- [TRY IT]: Reproduce, with no edits, the line that contains "rough mask: <svg" and all the lines that follow it, ending with the last line of the records.

- [RECORDS PROVIDED]:
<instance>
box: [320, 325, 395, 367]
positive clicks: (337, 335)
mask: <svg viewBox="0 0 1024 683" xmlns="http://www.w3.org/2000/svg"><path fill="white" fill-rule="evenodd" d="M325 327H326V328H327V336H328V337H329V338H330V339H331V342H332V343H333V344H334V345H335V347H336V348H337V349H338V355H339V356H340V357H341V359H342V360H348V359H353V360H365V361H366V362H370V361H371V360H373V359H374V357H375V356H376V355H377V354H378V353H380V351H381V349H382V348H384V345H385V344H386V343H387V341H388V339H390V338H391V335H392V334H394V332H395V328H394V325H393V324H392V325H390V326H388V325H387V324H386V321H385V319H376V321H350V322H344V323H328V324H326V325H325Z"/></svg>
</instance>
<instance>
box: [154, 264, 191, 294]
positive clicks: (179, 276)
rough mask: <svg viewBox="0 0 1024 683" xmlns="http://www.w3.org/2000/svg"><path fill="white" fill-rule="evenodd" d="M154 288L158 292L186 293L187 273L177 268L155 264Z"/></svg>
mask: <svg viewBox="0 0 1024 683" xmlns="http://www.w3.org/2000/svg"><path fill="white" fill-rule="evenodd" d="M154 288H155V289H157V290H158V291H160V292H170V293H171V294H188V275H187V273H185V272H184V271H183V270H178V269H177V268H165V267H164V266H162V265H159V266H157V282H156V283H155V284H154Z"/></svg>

- [TASK SOLUTION]:
rough mask: <svg viewBox="0 0 1024 683" xmlns="http://www.w3.org/2000/svg"><path fill="white" fill-rule="evenodd" d="M154 288L158 292L186 293L187 273L177 268L155 264Z"/></svg>
mask: <svg viewBox="0 0 1024 683" xmlns="http://www.w3.org/2000/svg"><path fill="white" fill-rule="evenodd" d="M154 288H155V289H157V290H158V291H160V292H170V293H171V294H188V275H187V273H185V272H184V271H183V270H178V269H177V268H165V267H164V266H162V265H159V266H157V282H156V283H155V284H154Z"/></svg>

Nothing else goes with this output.